## WHAT THE EXERCISE ASKS:
Reproduce each of the following records verbatim, keeping every line unchanged.

## THE DATA:
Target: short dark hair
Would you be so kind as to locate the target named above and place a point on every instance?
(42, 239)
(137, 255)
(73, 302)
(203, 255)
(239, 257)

## RESPONSE TO THE EXERCISE:
Target: short dark hair
Would you be so kind as to locate the target named above and place a point on every instance?
(42, 239)
(137, 255)
(73, 302)
(203, 255)
(239, 257)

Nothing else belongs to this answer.